* BEGIN DATA TO PROCESS *

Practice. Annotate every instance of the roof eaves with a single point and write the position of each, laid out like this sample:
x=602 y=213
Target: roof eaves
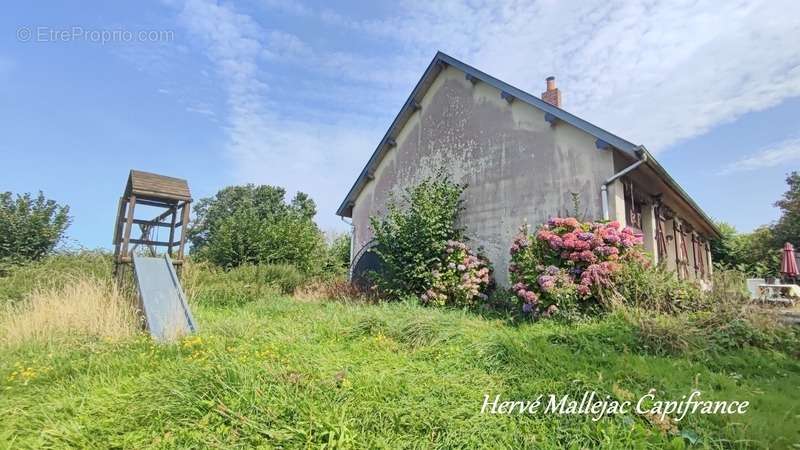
x=659 y=169
x=345 y=209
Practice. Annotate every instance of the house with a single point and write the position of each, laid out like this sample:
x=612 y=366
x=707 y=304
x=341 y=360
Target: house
x=523 y=159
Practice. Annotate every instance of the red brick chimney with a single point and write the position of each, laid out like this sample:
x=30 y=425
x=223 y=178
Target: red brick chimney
x=552 y=95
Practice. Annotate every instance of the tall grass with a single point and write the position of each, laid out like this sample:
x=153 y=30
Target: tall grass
x=53 y=272
x=85 y=306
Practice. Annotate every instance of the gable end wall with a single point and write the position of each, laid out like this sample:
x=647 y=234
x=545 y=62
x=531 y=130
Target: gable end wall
x=517 y=167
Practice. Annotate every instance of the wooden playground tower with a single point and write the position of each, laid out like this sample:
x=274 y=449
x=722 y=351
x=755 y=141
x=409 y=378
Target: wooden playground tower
x=148 y=189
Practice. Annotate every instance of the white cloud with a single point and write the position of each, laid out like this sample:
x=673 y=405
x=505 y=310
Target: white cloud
x=775 y=155
x=320 y=157
x=656 y=73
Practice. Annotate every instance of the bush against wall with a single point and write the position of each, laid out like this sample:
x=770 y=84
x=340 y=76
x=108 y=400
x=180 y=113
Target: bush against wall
x=422 y=247
x=567 y=262
x=255 y=225
x=30 y=227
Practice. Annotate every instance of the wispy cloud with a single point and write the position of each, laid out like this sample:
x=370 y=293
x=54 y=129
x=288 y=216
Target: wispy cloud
x=317 y=155
x=775 y=155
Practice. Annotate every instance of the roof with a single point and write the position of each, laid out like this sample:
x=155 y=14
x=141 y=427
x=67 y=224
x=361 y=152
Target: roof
x=157 y=187
x=439 y=62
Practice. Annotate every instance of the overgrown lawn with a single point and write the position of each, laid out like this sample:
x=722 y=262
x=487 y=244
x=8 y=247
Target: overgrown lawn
x=289 y=374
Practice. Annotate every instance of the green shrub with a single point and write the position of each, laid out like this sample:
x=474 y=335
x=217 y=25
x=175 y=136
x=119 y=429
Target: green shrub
x=250 y=224
x=655 y=289
x=335 y=257
x=422 y=249
x=210 y=285
x=30 y=228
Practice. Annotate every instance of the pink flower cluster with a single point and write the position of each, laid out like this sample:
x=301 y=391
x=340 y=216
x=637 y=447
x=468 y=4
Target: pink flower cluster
x=566 y=259
x=461 y=278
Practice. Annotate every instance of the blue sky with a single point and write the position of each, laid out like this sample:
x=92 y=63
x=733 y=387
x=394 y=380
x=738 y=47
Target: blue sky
x=297 y=94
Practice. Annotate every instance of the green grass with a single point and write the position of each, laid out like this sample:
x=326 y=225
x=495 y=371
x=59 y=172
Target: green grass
x=282 y=373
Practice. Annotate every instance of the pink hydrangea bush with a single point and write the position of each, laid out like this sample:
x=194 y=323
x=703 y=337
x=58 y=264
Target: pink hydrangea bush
x=462 y=278
x=567 y=261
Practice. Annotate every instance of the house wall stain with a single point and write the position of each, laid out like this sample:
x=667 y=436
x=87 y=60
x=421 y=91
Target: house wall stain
x=518 y=168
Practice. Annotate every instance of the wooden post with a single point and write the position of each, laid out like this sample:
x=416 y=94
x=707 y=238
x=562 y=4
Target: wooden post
x=172 y=230
x=128 y=225
x=184 y=226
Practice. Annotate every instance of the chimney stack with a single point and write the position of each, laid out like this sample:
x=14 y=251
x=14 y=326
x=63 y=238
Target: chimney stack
x=552 y=95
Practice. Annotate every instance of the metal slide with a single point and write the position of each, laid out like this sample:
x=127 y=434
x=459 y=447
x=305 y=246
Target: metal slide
x=161 y=298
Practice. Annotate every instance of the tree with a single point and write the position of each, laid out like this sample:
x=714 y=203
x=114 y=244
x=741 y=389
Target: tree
x=30 y=227
x=752 y=253
x=254 y=224
x=787 y=229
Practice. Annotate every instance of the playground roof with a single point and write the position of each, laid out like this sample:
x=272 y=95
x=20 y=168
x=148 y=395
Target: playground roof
x=157 y=187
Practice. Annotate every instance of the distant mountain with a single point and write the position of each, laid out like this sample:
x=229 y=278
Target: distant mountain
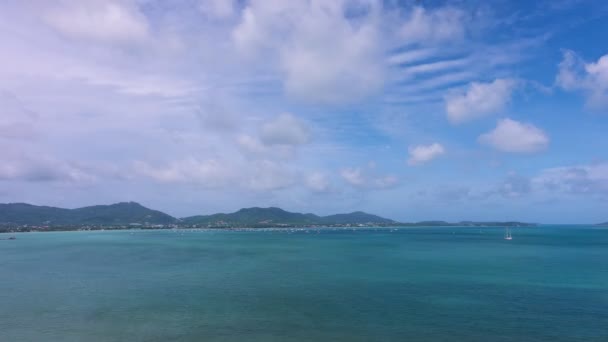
x=114 y=214
x=276 y=217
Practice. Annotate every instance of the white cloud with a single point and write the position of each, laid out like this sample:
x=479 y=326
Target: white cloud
x=344 y=66
x=366 y=179
x=479 y=100
x=424 y=153
x=590 y=78
x=105 y=21
x=218 y=9
x=431 y=26
x=317 y=182
x=266 y=175
x=210 y=173
x=516 y=137
x=353 y=176
x=579 y=179
x=286 y=129
x=22 y=167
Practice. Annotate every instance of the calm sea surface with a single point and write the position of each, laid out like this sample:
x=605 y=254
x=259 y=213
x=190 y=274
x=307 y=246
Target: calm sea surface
x=413 y=284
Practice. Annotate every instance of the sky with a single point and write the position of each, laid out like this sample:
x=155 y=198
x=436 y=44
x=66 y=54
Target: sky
x=413 y=110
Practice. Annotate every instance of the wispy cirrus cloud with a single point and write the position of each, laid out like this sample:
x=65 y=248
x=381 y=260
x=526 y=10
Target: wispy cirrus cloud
x=515 y=137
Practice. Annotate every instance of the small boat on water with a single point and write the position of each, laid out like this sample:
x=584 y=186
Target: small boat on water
x=508 y=235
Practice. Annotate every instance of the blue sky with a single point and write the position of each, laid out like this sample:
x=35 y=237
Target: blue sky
x=459 y=110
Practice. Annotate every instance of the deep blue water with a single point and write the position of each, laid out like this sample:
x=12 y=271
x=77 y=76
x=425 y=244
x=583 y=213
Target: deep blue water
x=412 y=284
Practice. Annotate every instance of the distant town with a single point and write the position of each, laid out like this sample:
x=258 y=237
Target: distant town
x=22 y=217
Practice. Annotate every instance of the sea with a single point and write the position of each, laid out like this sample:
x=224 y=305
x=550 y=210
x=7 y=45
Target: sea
x=550 y=283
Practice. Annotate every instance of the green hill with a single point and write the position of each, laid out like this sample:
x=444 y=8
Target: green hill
x=275 y=217
x=114 y=214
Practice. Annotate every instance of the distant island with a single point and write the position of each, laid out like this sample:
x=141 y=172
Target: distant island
x=23 y=217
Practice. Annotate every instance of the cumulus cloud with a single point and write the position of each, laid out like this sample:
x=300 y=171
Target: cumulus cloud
x=367 y=179
x=266 y=175
x=209 y=173
x=590 y=78
x=16 y=120
x=578 y=179
x=432 y=26
x=515 y=185
x=424 y=153
x=218 y=9
x=480 y=99
x=515 y=137
x=286 y=129
x=318 y=182
x=101 y=21
x=20 y=167
x=344 y=66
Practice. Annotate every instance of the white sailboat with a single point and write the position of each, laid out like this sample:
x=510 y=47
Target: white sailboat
x=508 y=234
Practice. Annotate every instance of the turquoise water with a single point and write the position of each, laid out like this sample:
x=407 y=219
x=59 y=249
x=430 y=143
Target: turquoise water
x=413 y=284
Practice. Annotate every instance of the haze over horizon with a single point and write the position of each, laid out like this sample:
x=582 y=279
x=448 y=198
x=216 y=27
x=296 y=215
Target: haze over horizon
x=409 y=110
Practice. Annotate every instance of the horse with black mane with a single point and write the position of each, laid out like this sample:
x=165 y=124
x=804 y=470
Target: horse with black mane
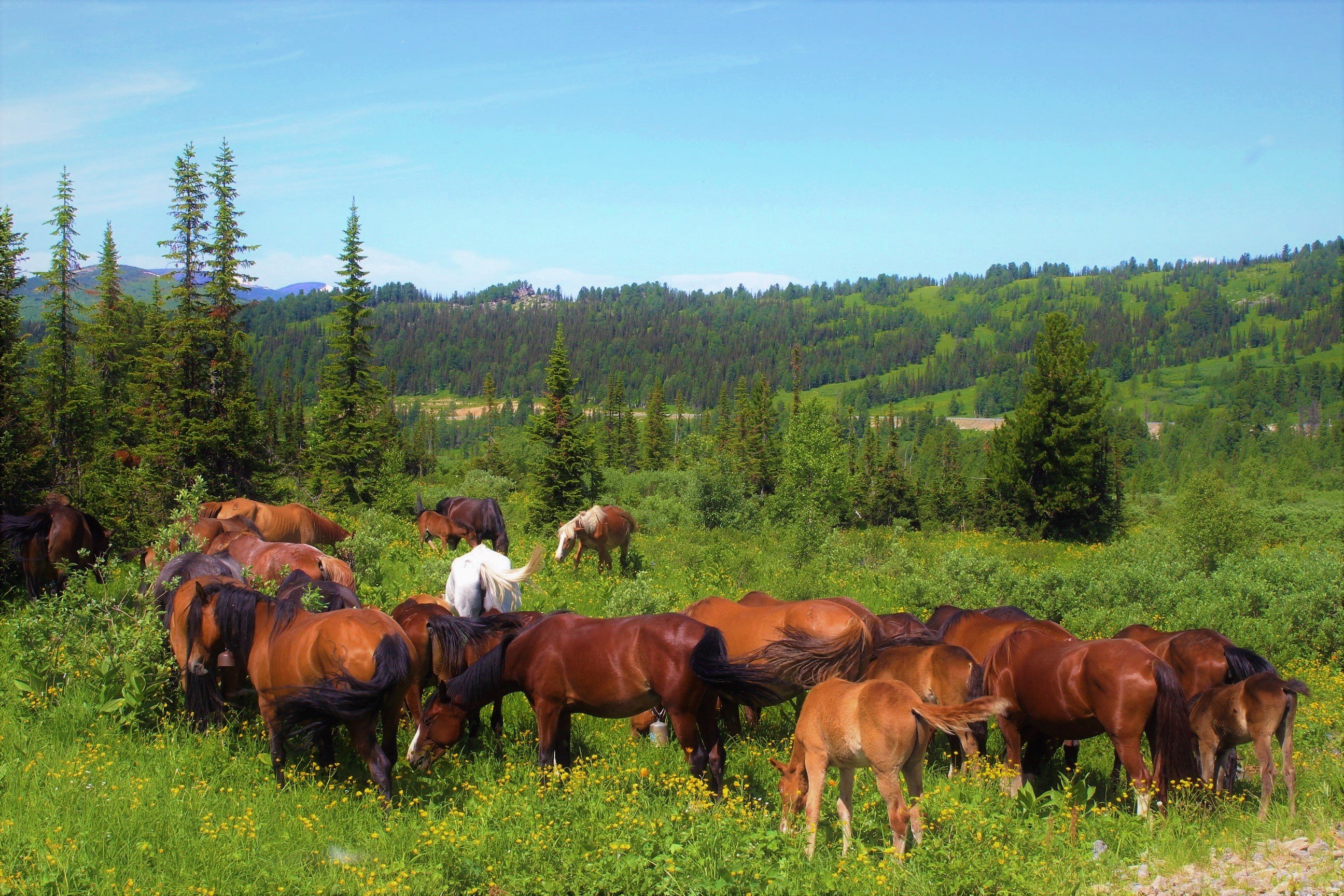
x=608 y=668
x=312 y=671
x=482 y=516
x=51 y=538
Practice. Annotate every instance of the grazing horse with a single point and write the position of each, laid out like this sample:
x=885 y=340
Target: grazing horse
x=334 y=594
x=51 y=538
x=482 y=516
x=879 y=724
x=272 y=561
x=1062 y=688
x=483 y=579
x=940 y=674
x=607 y=668
x=445 y=644
x=433 y=524
x=291 y=523
x=1250 y=711
x=598 y=528
x=186 y=567
x=312 y=669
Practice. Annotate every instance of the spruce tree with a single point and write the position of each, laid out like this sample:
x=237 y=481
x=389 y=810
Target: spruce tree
x=568 y=453
x=21 y=446
x=64 y=386
x=657 y=452
x=1050 y=464
x=350 y=425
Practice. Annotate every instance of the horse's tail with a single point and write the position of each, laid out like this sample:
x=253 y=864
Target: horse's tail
x=343 y=697
x=337 y=571
x=1170 y=735
x=976 y=688
x=496 y=582
x=738 y=681
x=495 y=522
x=960 y=717
x=805 y=660
x=1242 y=664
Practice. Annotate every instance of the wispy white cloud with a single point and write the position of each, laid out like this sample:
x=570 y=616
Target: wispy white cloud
x=710 y=283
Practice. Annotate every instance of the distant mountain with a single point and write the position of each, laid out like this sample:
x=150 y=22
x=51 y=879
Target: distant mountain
x=137 y=283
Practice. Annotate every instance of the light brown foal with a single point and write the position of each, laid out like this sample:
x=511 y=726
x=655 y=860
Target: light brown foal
x=1250 y=711
x=878 y=724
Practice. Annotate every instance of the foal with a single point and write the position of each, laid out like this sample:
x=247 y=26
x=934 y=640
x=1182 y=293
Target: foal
x=884 y=724
x=1250 y=711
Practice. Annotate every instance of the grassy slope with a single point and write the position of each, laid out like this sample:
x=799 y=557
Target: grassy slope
x=90 y=808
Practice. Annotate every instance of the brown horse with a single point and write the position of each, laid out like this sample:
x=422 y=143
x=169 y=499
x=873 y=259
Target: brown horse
x=940 y=674
x=451 y=533
x=1250 y=711
x=1062 y=688
x=445 y=644
x=608 y=668
x=482 y=516
x=273 y=561
x=884 y=724
x=291 y=523
x=598 y=528
x=347 y=667
x=50 y=539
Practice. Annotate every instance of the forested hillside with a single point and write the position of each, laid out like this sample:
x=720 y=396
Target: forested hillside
x=891 y=339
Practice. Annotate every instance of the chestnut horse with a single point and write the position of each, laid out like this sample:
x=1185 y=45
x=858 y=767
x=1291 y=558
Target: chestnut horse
x=51 y=538
x=436 y=526
x=347 y=667
x=598 y=528
x=884 y=724
x=940 y=674
x=482 y=516
x=607 y=668
x=1063 y=688
x=291 y=523
x=1250 y=711
x=445 y=644
x=272 y=561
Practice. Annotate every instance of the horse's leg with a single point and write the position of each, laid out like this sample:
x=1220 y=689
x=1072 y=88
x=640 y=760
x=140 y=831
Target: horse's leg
x=818 y=766
x=1266 y=758
x=365 y=735
x=845 y=808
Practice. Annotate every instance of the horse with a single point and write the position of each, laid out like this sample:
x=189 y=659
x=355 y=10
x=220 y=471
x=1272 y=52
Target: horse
x=446 y=644
x=334 y=594
x=1250 y=711
x=312 y=669
x=598 y=528
x=186 y=567
x=607 y=668
x=483 y=579
x=879 y=724
x=436 y=526
x=1062 y=688
x=272 y=561
x=482 y=516
x=51 y=538
x=940 y=674
x=291 y=523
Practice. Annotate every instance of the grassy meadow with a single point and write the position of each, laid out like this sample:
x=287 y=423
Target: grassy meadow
x=105 y=789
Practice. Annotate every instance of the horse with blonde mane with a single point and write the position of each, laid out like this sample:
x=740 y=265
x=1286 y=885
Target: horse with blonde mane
x=291 y=523
x=600 y=528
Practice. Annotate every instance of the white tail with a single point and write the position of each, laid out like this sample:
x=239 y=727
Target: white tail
x=503 y=583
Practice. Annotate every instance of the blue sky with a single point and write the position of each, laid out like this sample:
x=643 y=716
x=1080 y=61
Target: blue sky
x=699 y=144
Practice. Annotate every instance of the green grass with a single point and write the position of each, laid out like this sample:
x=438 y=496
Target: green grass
x=90 y=806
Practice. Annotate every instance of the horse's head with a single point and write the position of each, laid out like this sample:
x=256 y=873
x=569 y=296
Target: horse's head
x=441 y=727
x=793 y=790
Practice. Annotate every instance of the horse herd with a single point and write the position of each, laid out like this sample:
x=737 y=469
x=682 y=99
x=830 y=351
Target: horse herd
x=874 y=688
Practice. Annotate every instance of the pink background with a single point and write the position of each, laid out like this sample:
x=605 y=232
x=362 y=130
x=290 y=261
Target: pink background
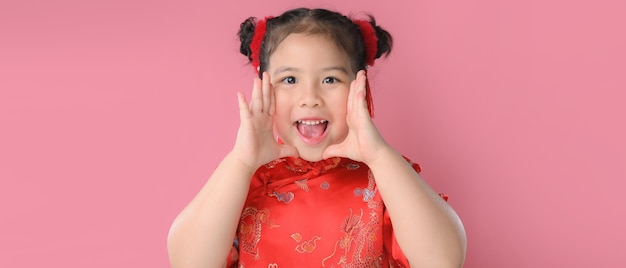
x=114 y=113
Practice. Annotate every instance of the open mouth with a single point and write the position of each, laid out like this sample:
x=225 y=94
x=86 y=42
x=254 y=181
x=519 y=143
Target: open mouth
x=312 y=129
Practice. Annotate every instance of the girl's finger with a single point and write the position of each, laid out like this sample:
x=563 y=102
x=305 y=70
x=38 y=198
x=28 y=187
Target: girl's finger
x=272 y=106
x=351 y=95
x=256 y=103
x=362 y=92
x=266 y=92
x=244 y=110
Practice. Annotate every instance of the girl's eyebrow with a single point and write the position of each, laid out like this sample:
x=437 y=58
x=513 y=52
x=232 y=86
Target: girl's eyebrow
x=336 y=68
x=283 y=69
x=325 y=69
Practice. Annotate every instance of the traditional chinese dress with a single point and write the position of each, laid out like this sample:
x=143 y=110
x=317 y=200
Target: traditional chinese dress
x=315 y=214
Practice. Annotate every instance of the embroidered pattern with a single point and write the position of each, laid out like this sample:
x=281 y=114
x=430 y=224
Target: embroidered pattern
x=308 y=246
x=250 y=234
x=303 y=184
x=359 y=239
x=284 y=197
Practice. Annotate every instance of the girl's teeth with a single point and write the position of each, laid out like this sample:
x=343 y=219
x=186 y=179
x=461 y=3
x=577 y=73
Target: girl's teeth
x=312 y=122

* END DATA TO PROCESS *

● GIVEN INSTRUCTION
Output the lines as a Markdown table with columns Nr and Line, numbering each one and leaving out blank lines. Start with the line containing "Practice. Annotate every instance of the wispy cirrus" and go on through the line containing "x=459 y=110".

● ANSWER FOR THE TASK
| Nr | Line |
|---|---|
| 1 | Practice. Annotate every instance of the wispy cirrus cloud with a single point and write the position of each, laid out like this sample: |
| 2 | x=65 y=248 |
| 3 | x=381 y=260 |
| 4 | x=526 y=10 |
| 5 | Target: wispy cirrus cloud |
| 6 | x=515 y=137 |
| 7 | Practice. Annotate every instance of the small boat on water with a single point and write the position of each, laid out like this sample: |
| 8 | x=584 y=186 |
| 9 | Target: small boat on water |
| 10 | x=508 y=235 |
| 11 | Practice. Annotate every instance of the blue sky with a single point and write the position of each, laid out like this sample: |
| 12 | x=35 y=237 |
| 13 | Target: blue sky |
| 14 | x=459 y=110 |